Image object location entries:
● ● ●

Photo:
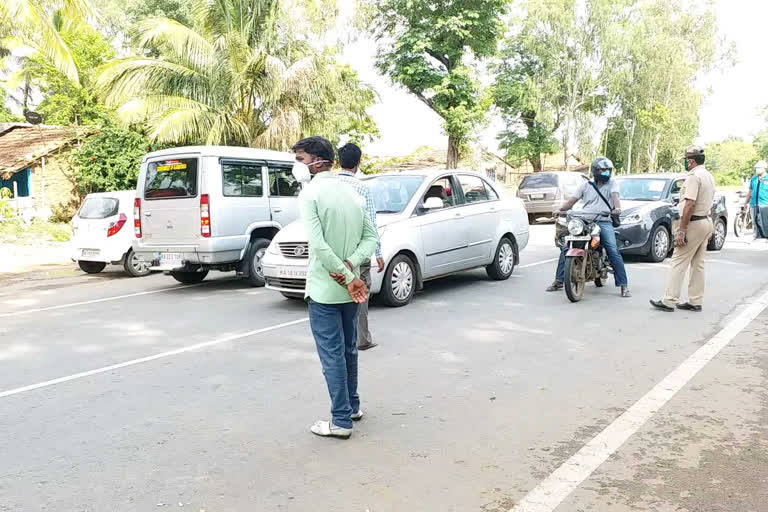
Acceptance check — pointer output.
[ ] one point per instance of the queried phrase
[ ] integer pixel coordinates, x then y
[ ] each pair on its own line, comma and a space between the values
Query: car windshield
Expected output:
98, 208
543, 180
641, 189
391, 194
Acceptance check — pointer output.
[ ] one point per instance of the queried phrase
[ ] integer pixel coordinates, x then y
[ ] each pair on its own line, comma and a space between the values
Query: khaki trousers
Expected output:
690, 256
363, 332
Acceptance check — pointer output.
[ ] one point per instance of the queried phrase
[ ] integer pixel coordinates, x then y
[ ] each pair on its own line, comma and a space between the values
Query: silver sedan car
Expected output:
430, 223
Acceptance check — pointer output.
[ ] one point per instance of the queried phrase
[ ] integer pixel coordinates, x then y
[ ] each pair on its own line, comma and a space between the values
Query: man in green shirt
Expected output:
341, 238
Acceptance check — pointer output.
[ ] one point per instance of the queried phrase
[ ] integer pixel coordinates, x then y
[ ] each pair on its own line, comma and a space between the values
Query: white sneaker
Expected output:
328, 429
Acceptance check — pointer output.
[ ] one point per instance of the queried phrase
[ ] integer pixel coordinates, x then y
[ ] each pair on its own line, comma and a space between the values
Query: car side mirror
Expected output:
433, 203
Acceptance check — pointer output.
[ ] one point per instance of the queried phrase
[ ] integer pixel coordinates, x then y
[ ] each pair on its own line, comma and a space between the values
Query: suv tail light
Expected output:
205, 216
114, 227
137, 217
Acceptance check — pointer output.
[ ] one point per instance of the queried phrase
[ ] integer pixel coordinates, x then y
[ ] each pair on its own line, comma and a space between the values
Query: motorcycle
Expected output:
585, 258
743, 225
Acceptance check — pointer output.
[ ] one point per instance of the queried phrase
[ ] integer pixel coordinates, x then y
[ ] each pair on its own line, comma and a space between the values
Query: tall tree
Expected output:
233, 77
432, 48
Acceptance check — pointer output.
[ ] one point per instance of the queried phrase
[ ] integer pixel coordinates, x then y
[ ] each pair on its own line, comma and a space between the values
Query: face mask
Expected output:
301, 172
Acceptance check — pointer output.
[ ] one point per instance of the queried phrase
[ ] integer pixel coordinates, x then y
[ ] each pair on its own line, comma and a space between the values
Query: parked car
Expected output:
431, 223
650, 213
545, 192
100, 235
208, 208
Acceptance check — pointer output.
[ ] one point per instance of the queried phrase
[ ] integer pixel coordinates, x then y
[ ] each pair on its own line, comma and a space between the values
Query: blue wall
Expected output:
23, 179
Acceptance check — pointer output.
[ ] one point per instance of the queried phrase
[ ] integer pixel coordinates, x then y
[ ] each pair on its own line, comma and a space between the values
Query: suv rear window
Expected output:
543, 180
98, 208
171, 178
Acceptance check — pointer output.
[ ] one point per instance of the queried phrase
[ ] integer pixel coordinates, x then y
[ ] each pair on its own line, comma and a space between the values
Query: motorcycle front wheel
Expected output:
574, 278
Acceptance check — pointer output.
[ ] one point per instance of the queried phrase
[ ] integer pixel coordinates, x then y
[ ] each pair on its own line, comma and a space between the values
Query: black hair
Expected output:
315, 146
349, 156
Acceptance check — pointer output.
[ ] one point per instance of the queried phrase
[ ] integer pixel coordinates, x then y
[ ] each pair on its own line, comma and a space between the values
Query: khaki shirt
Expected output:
699, 186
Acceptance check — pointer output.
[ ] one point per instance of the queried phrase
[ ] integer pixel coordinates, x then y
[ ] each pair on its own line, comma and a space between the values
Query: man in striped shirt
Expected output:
349, 160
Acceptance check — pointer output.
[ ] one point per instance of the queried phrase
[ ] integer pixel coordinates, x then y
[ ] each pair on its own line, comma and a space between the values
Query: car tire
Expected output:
255, 256
189, 277
400, 282
661, 243
503, 260
134, 267
718, 237
91, 267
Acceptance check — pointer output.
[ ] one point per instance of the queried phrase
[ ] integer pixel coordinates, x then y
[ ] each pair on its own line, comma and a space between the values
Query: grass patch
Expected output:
17, 232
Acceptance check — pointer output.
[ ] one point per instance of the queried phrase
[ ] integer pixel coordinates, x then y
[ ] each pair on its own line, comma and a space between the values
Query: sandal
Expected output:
555, 287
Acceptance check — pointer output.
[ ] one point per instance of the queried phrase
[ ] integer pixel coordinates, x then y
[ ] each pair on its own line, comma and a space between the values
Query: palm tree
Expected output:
224, 80
28, 26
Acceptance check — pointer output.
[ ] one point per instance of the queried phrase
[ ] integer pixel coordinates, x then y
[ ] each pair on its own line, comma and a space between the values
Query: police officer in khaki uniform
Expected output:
692, 236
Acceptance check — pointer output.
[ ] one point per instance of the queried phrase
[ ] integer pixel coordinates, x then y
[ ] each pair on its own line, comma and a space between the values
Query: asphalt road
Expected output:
121, 394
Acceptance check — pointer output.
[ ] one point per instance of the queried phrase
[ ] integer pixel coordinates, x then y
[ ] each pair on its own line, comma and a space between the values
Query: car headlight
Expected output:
575, 227
635, 218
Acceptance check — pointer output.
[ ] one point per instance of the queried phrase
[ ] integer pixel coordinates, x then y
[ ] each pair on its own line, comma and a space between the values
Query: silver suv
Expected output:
208, 208
545, 192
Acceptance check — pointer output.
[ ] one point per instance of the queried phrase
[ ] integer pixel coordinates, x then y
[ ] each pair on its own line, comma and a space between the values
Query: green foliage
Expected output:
109, 160
428, 47
731, 160
233, 78
17, 231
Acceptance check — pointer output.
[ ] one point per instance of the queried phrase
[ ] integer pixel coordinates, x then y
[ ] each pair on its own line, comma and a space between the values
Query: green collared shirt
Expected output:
338, 228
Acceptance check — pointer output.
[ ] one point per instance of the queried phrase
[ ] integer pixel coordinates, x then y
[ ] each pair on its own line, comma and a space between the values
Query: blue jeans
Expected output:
608, 241
334, 327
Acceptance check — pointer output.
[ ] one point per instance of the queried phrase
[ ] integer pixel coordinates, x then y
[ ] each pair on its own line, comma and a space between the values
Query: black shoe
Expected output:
689, 307
661, 306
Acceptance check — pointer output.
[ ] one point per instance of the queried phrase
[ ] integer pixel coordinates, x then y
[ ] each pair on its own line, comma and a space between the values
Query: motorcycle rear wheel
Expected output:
574, 278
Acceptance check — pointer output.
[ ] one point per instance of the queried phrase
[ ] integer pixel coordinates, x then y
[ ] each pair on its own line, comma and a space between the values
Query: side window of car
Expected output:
282, 183
443, 189
474, 189
242, 179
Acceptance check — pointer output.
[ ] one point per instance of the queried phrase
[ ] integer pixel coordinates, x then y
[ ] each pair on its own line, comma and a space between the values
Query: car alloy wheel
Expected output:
507, 258
402, 281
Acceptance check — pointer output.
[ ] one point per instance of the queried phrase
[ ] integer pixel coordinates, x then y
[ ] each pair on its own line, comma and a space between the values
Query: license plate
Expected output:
292, 273
170, 258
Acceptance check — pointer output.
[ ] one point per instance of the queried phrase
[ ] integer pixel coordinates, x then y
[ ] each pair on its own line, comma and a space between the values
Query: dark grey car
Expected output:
650, 212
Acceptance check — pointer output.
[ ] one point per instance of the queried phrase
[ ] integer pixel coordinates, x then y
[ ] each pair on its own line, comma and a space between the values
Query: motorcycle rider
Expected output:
602, 170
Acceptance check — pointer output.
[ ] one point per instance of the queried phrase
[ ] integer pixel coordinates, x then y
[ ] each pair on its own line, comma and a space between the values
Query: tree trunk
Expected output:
453, 153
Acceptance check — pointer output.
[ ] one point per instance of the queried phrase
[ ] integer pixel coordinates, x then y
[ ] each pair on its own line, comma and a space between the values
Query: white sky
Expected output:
732, 108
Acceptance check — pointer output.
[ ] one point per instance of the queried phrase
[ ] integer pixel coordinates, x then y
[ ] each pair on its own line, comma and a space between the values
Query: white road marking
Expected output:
95, 301
551, 492
538, 263
161, 355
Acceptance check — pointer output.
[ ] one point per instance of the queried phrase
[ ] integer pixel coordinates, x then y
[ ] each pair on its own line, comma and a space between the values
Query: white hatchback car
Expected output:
102, 233
431, 223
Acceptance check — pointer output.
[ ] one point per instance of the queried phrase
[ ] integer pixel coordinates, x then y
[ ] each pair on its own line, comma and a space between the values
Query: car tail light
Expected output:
205, 216
114, 227
137, 217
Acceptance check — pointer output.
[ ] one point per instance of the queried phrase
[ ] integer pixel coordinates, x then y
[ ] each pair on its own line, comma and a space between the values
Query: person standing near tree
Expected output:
757, 198
349, 160
692, 236
341, 238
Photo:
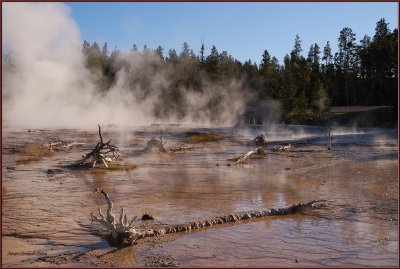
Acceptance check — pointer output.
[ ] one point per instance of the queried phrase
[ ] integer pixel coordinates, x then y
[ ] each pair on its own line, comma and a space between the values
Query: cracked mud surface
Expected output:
46, 215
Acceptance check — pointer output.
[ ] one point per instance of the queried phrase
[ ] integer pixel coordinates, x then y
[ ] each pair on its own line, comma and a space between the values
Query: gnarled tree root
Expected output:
130, 235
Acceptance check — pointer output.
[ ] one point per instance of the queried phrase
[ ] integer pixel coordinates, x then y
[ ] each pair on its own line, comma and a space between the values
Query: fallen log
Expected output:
282, 148
125, 234
59, 145
179, 149
250, 154
260, 140
155, 143
121, 232
101, 154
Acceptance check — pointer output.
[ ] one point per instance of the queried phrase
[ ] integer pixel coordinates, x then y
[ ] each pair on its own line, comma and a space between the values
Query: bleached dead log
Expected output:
59, 145
282, 148
101, 154
260, 140
242, 159
124, 234
121, 232
155, 143
178, 149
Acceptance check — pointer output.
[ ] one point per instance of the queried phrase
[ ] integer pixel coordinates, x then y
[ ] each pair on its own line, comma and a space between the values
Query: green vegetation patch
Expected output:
196, 137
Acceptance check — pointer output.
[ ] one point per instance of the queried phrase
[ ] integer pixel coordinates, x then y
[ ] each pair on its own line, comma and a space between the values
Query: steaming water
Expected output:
50, 212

● ● ●

Stated problem: Locate every line in the listing that contains the string "tail" and copy each one.

Answer in full:
Query: suv tail light
Query: car tail light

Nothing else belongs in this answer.